(Set of tasks)
1. Answer these questions from the agreement excerpt:
(a) According to clause 7, whose property must be returned to the Company?
(b) Under clause 8, with whom may you discuss the Agreement without hiring them as advisers?
(c) Which three kinds of advisers may you permit to review the Agreement?
2. Does each statement below agree with the agreement excerpt? Answer yes or no for each, quoting the words that decide it.
(a) Only confidential property has to be returned to the Company.
(b) The duty of confidence applies no matter when you learned the information.
(c) You may disclose the terms of the Agreement in response to inquiries from a regulatory body with jurisdiction over the parties' activities.

[begin Text excerpt]

7.             You agree to return to the Company all property of the Company or any of its affiliates in your possession or control (including, without limitation, all correspondence, manuals, notes, notebooks, reports, financial and other business records and information, computer records and software, business or strategic plans, financial projections, computer access codes and tangible property), whether or not confidential.

 

8.             It is understood and agreed that at all times you (i) will keep all confidential, nonpublic and/or proprietary information (including, for example, trade secrets, financial information, customer information and business and strategic plans) of the Company (regardless of when you became aware of such information) in strict confidence; and (ii) will not, directly or indirectly, use or disclose to any person in any manner any of such information. You will not talk about, discuss or communicate with anyone, orally or in writing, concerning this Agreement and its terms and conditions; provided, however, that you may: (A) discuss this Agreement with your immediate family; (B) permit attorney(s), accountant(s) and tax advisor(s) of your choice to review

 



 

this Agreement in connection with the receipt of advice on the taxability of the monetary payment in this Agreement, your rights hereunder or to answer inquiries with respect thereto; and (C) disclose the circumstances and the terms of this Agreement as required by, or in response to inquiries from, any governmental, regulatory or self-regulatory body or agency with jurisdiction over the activities of the parties.

[end Text excerpt]
[begin Record extracts]

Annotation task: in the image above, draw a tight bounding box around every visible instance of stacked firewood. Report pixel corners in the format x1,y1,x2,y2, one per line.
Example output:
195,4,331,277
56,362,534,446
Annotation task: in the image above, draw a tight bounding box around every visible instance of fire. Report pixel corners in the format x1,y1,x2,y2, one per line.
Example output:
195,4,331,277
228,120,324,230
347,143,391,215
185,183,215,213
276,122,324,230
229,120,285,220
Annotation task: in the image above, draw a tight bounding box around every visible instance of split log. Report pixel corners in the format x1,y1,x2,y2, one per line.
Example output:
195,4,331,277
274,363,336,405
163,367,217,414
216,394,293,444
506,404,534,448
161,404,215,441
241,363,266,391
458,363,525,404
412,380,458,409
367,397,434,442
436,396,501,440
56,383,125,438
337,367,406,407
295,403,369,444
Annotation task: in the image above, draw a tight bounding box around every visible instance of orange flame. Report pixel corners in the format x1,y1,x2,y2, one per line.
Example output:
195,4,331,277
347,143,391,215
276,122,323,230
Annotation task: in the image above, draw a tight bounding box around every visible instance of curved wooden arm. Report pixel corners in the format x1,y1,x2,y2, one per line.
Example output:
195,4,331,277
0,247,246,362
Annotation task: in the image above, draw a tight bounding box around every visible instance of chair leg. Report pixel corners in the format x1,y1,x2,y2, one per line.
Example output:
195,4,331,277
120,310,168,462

[end Record extracts]
[begin Record extracts]

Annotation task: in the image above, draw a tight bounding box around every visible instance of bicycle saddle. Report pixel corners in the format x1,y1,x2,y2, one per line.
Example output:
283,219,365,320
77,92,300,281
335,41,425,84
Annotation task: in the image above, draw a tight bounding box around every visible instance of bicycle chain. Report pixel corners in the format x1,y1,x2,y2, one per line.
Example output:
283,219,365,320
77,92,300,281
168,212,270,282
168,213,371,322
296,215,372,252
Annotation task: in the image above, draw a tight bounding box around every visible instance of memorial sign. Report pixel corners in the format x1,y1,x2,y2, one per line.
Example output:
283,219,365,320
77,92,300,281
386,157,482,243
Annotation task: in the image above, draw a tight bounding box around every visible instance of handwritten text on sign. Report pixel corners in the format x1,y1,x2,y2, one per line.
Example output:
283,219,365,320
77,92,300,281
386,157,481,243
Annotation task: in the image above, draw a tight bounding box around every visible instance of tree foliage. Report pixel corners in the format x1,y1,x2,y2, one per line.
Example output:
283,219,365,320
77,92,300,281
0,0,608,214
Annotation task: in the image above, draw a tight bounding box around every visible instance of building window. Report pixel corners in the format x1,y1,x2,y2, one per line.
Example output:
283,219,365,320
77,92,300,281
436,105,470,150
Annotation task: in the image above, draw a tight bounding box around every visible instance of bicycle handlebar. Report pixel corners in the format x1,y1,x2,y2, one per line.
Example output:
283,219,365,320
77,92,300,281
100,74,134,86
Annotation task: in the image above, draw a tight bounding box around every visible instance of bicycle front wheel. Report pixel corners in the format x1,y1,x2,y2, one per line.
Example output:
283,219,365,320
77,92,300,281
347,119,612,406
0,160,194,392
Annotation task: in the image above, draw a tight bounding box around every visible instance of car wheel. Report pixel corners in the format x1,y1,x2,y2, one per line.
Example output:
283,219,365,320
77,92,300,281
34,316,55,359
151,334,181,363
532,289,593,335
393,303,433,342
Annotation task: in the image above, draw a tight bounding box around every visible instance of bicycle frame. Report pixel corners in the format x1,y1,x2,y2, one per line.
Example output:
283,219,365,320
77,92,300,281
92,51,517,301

[end Record extracts]
[begin Record extracts]

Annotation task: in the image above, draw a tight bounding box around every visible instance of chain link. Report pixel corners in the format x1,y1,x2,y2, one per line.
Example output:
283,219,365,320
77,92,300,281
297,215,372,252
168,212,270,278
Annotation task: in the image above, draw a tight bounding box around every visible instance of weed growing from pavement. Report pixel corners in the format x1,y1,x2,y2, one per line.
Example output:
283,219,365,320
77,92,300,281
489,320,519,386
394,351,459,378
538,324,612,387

[end Record extracts]

(Solutions to each task)
1.
(a) The property of the Company or any of its affiliates that is in your possession or control.
(b) Your immediate family.
(c) Attorneys, accountants and tax advisors of your choice.

2.
(a) No: "whether or not confidential."
(b) Yes: "(regardless of when you became aware of such information)"
(c) Yes: "disclose the circumstances and the terms of this Agreement as required by, or in response to inquiries from, any governmental, regulatory or self-regulatory body or agency with jurisdiction over the activities of the parties."